State how many lines in the records below contain the string "wetsuit", with case counting. Give only the number.
begin
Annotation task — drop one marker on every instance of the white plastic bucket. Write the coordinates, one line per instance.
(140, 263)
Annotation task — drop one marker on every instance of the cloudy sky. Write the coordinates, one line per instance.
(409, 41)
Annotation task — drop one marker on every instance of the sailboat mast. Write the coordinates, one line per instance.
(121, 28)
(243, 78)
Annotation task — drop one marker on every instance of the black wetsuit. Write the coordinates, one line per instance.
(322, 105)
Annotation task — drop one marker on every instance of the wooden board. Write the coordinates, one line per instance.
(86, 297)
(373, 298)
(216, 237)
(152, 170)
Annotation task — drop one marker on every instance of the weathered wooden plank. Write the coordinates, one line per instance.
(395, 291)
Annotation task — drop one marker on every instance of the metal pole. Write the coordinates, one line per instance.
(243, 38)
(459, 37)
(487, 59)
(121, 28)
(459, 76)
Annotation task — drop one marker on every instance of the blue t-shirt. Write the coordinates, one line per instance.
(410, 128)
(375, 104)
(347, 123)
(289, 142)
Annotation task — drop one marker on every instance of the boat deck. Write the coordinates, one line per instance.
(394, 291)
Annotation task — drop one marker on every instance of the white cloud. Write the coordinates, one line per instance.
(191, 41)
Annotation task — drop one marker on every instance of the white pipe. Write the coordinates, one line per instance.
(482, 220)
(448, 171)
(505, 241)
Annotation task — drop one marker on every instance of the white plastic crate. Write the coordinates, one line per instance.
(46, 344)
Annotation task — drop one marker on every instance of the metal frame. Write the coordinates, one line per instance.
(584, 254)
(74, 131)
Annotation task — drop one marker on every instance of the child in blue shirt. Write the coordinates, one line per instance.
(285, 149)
end
begin
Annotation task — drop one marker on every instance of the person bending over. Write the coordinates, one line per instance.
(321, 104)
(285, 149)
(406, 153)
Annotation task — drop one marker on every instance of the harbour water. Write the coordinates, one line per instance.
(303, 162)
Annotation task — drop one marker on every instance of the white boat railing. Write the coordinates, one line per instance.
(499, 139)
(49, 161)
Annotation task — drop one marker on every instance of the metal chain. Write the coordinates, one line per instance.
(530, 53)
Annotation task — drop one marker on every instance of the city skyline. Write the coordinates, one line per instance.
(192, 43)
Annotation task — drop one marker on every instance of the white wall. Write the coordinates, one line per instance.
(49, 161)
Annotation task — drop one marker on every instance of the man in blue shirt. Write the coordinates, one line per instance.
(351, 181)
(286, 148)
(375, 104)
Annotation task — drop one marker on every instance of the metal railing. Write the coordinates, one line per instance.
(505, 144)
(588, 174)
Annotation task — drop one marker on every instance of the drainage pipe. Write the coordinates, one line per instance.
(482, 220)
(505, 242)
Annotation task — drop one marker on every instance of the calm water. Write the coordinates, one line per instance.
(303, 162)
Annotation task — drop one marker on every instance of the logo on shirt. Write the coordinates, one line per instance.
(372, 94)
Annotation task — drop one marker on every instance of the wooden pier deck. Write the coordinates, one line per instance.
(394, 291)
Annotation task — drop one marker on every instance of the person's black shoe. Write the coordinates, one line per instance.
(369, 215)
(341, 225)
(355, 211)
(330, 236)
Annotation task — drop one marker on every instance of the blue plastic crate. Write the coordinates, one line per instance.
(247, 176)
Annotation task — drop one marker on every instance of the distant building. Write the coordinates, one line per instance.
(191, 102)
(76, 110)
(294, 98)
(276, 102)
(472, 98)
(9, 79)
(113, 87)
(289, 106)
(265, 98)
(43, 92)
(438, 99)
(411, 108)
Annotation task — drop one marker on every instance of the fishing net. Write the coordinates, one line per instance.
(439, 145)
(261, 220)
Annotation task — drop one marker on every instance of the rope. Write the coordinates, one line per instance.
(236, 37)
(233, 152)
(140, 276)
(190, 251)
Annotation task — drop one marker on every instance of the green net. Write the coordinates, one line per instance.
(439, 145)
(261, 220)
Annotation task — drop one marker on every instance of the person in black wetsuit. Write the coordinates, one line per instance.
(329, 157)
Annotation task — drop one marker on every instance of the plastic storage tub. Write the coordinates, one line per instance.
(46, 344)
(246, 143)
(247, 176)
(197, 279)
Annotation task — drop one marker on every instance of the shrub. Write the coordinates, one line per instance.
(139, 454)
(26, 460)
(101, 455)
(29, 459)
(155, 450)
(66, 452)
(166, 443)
end
**Exercise output:** 2